Records drawn from a collection
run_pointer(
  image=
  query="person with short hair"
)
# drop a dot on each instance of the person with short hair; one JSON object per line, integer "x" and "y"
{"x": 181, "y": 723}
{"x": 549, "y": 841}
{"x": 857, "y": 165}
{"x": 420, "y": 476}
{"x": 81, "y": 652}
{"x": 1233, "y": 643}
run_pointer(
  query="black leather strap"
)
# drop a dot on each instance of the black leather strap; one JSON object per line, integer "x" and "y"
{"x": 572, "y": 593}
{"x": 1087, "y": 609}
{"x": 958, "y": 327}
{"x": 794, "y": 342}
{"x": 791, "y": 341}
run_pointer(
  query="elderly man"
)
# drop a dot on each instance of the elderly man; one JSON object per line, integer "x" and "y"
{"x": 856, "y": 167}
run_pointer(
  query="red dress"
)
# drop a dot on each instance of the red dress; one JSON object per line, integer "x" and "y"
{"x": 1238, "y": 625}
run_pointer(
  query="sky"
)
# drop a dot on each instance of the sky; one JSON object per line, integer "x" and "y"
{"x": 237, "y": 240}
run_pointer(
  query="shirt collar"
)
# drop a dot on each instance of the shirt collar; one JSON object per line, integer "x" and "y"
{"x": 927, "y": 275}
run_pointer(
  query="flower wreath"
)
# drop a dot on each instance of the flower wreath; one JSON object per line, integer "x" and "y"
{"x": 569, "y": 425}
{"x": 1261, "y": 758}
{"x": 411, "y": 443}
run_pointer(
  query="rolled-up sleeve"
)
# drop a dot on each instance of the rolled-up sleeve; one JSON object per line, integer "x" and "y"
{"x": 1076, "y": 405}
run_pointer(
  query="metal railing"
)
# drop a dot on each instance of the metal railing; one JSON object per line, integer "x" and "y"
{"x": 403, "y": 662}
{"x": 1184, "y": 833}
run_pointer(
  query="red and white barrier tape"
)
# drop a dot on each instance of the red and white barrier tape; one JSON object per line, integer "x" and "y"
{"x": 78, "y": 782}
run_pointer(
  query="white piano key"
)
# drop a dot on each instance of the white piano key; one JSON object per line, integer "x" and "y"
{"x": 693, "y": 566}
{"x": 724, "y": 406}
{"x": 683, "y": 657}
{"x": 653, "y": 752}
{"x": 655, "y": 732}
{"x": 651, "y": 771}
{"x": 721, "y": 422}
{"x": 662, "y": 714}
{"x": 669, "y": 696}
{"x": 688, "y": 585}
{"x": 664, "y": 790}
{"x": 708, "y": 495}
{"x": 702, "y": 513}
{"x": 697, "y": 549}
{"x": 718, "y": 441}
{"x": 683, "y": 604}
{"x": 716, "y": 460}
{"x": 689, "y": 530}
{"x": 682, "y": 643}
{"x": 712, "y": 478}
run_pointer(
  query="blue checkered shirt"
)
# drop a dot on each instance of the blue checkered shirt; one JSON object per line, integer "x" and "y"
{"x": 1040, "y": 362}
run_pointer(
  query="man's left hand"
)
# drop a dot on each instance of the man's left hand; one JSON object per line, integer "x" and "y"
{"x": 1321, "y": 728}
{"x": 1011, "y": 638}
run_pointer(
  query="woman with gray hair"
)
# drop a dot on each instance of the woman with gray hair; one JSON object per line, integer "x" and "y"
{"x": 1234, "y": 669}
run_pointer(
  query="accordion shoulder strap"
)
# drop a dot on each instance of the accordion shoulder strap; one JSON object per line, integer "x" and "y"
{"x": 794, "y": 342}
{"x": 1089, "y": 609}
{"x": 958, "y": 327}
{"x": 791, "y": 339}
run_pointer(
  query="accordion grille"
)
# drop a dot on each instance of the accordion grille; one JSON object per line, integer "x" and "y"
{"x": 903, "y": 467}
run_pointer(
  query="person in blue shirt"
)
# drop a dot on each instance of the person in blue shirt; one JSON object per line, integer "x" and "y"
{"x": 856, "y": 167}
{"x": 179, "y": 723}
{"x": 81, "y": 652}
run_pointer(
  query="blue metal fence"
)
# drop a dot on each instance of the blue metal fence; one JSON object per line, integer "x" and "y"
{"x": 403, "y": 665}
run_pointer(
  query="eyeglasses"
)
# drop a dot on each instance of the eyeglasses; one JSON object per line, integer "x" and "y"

Set problem | Identify each line above that contains the string "collar" and copy every such line in full. Treat the match as case-sensitive.

Output for this task |
  query="shirt collar"
# drop a dot on each instance of the shirt collar; one JSON object per line, integer "x" and "y"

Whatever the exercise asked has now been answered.